LA-based collective presents 10 local and diasporic Korean artists and groups for Frieze Film during Frieze Seoul

By Park Han-sol

For Yoon Ju Ellie Lee, 33, an LA-based curator and the executive director of the art nonprofit organization, Equitable Vitrines, the fall of 2016 following the U.S. presidential election was a time spent drowned in feelings of malaise, concern and fear.

As newly-elected President Donald Trump continued racist rhetoric that stigmatized people of color and implied that their subject positions do not matter in American society, Lee and many other Korean Americans in the city's arts and culture community felt the need to come together ― for safety, solidarity and resource sharing ― more than ever.

Their first-ever holiday gathering around Christmas was attended by some 40 arts professionals, collectors and students.

"It was just so comforting to get together. We wanted to define for ourselves what it means to be a diasporic Korean person," she recalled during a recent interview with The Korea Times. "Many of us had shared experiences, and also had plenty of differences. What we needed were more opportunities to spend time with each other and learn from within our community."

The meeting soon led to a loose organization of casual artist talks in the beginning of 2017, which all saw a regular turnout of numerous like-minded people in the area. There was clearly a need that was being fulfilled.

And so began the history of GYOPO, an LA-based nonprofit organization founded as a collective of diasporic Korean artists, curators, writers, cultural producers and arts professionals with a mission to generate dialogues on marginalized identities within the mainstream framework and build community alliances through free public programs.

"We didn't want to simply wait for a big museum to exhibit and highlight a Korean or Korean American artist anymore ― which was at that time still pretty rare," Lee, who became the organization's co-founder and the co-chair of its steering committee, said. "It was this 'no more waiting' kind of attitude."

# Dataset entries
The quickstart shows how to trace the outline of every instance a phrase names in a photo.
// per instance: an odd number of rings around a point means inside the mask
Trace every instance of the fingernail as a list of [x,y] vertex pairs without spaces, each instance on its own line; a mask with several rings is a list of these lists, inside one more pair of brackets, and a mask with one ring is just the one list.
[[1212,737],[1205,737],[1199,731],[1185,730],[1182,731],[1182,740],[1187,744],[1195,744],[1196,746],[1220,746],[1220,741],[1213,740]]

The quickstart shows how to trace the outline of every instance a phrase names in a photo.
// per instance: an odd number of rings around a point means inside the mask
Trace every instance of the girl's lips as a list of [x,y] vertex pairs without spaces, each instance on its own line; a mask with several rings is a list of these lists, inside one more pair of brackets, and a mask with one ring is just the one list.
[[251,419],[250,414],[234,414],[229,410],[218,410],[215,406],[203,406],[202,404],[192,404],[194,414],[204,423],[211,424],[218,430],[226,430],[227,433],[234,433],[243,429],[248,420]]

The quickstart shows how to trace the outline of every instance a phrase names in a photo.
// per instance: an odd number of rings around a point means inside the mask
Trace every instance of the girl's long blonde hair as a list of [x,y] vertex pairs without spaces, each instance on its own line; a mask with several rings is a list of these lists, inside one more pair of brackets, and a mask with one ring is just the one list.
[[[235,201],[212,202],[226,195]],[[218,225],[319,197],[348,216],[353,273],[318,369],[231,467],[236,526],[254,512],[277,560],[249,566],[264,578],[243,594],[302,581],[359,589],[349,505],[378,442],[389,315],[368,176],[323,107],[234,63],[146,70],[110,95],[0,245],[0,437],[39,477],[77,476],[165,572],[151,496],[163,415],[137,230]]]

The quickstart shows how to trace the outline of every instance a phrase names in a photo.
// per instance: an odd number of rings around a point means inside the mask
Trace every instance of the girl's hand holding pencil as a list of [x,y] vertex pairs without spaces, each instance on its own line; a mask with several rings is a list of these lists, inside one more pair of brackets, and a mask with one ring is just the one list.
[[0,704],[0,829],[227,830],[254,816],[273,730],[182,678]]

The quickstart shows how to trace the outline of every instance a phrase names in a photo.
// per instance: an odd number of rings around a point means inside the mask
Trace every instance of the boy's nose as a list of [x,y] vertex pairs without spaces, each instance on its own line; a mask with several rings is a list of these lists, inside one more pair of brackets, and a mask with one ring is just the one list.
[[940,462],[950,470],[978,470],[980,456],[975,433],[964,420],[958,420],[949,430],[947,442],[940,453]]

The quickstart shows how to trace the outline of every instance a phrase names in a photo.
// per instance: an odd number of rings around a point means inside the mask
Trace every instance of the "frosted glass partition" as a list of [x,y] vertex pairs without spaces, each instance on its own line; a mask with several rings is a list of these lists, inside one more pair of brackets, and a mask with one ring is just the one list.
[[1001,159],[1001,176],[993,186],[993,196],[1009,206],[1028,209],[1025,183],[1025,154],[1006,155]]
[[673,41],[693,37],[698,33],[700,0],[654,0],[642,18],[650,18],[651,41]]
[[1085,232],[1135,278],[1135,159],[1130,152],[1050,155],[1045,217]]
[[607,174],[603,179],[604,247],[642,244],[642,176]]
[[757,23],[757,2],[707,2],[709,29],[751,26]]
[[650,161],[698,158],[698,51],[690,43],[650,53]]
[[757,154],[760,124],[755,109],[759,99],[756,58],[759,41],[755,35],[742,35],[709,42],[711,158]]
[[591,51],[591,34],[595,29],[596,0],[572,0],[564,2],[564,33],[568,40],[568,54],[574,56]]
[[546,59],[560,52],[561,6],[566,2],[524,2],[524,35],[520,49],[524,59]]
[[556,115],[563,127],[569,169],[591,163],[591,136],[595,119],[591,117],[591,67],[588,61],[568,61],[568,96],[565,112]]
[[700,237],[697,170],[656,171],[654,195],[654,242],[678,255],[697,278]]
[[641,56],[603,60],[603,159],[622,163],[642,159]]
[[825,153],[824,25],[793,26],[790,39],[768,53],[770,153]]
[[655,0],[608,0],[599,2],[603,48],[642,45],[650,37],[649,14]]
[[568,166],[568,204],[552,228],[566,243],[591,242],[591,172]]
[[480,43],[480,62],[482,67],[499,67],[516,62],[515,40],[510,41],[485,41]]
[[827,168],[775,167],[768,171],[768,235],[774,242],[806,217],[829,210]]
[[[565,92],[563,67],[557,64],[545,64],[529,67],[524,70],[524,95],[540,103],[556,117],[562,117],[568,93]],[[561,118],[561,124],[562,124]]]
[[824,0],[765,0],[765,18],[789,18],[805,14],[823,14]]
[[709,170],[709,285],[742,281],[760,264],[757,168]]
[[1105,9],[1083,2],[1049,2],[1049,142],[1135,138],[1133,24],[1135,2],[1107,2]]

# YOUR GOAL
Please list the kinds of people that the article on GYOPO says the organization was founded as a collective of. The records have no connection to the article.

# WRITTEN ANSWER
- Artists
- Curators
- Writers
- Cultural producers
- Arts professionals